Posted by Tracy Poff on October 21, 2012

The second episode the first season of My Little Pony: Friendship is Magic aired on October 17, 2010. It is called “Friendship is Magic, part 2” or “The Elements of Harmony”, and was written by Lauren Faust.

The Story

In the previous episode, Nightmare Moon returned from her thousand-year imprisonment to bring eternal night to Equestria. Now, with Princess Celestia missing, Twilight Sparkle intends to find the Elements of Harmony so that she can defeat Nightmare Moon, rescue the princess, and save Equestria.

The five ponies Twilight met the previous day insist on coming along to help Twilight, so together they venture into the Everfree Forest, a creepy and unnatural place, which apparently doesn’t work the same way as the rest of Equestria. There, they must overcome several tests of their new friendship.

Together, the six ponies defeat Nightmare Moon, and it is revealed that Nightmare Moon is in fact Princess Celestia’s younger sister, Luna. Celestia and Luna rejoice at their reunion, and they all return to Ponyville.

Twilight Sparkle is sad that she will have to leave her new friends, so Princess Celestia assigns her to remain in Ponyville and study the magic of friendship.

The Lesson

The ultimate lesson is that the power of friendship can overcome anything. Along the way, there are several more lessons to be learned about the value of honesty, kindness, courage (though it’s termed laughter, here), generosity, and loyalty. I’ve given some details about these below, under the heading “The Trials”.

The lessons are good, although I’d question the effectiveness of the presentation. In particular:

The lesson about honesty comes across simply as “trust your friends”, and it’s very strained. I imagine it was difficult to work honesty into the episode in a dramatic way. Unfortunately, this continues to be a problem in future episodes, as well.

The lesson about kindness, “sometimes we all just need to be shown a little kindness”, as Fluttershy puts it, also doesn’t work that well. It seems like Fluttershy just got lucky.

The others work better, and Rainbow Dash’s segment, teaching about loyalty, fits in particularly well.

My Opinion

This episode is even better than the first. We get a nice quest, everypony plays a part, and the lesson is good. If I’ve got a complaint, it’s that there’s not much tension–all the problems are resolved very quickly. However, there’s a lot of action to fit into a single episode, and the ending is great, so this flaw can be forgiven.


The Trials

While in the Everfree Forest, the ponies must overcome several trials before they can reach the Elements of Harmony.

First, the ground falls out from under the ponies, sending them hurtling toward a cliff. All but Twilight are able to stop themselves safely. Applejack grabs Twilight, but then tells her to let go and fall off the cliff, and she’ll be safe. Twilight is understandably skeptical of this. Applejack emphasizes that she is being honest, and Twilight trusts her and is caught by Fluttershy and Rainbow Dash before she falls to the ground. It works out well, but I can’t imagine why Applejack didn’t just tell her that the others were waiting to catch her. Or why they didn’t just push her back up over the cliff. As the plot demands, I guess.

◆ AVAILABLE DATA:
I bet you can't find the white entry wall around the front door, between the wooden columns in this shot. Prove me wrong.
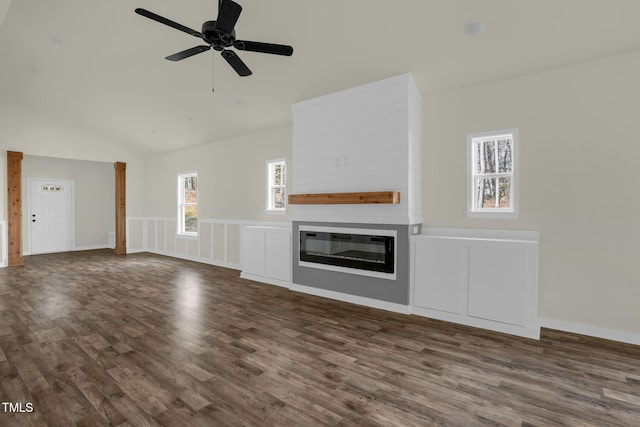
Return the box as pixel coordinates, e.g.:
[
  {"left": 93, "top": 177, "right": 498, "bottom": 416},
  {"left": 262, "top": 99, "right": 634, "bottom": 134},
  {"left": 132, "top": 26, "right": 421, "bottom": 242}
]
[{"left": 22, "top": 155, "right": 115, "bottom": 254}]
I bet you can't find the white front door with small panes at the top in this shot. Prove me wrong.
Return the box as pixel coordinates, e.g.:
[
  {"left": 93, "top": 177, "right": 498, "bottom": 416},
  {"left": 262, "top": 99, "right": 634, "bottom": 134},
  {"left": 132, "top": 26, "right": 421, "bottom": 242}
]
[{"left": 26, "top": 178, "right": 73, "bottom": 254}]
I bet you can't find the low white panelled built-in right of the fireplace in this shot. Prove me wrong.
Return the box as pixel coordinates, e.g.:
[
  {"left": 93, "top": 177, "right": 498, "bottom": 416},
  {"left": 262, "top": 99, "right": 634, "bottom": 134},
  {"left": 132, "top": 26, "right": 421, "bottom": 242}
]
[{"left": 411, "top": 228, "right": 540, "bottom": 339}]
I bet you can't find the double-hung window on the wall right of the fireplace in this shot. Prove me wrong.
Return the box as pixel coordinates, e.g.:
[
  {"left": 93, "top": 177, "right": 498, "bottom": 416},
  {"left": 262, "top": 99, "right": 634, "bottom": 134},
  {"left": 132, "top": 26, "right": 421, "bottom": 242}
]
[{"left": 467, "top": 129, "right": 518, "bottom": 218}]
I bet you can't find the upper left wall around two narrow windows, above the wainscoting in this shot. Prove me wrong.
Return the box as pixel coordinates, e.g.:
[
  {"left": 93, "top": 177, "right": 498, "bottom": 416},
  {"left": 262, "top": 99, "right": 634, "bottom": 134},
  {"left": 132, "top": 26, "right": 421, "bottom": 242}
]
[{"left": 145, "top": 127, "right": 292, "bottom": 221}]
==
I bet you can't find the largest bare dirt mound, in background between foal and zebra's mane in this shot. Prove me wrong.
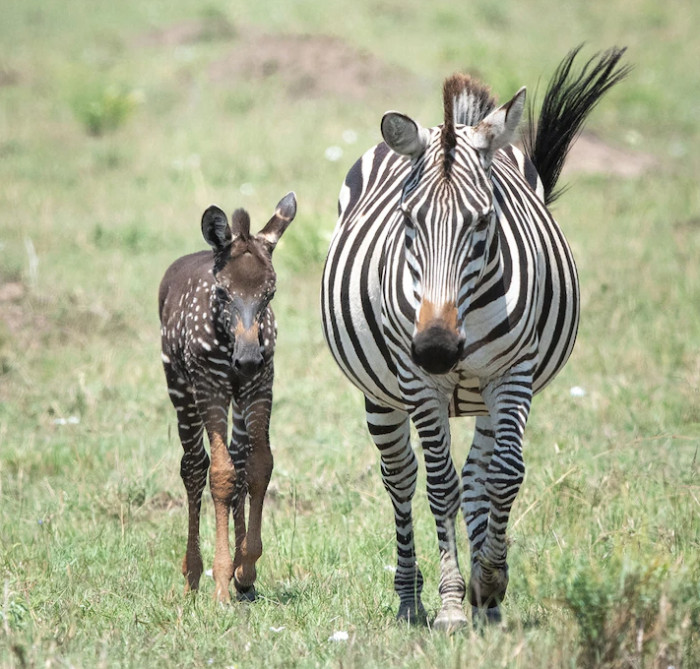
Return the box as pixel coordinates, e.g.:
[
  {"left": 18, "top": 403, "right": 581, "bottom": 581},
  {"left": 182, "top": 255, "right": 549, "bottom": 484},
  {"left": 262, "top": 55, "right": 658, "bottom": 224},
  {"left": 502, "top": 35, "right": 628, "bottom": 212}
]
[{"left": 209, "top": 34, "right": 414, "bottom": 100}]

◆ ABOUT THIS EXERCISE: Repeat the episode review from "Together, the six" to "magic of friendship.", swapping "Ponyville" for "the town".

◆ RESPONSE TO THE TASK:
Together, the six ponies defeat Nightmare Moon, and it is revealed that Nightmare Moon is in fact Princess Celestia’s younger sister, Luna. Celestia and Luna rejoice at their reunion, and they all return to the town.

Twilight Sparkle is sad that she will have to leave her new friends, so Princess Celestia assigns her to remain in the town and study the magic of friendship.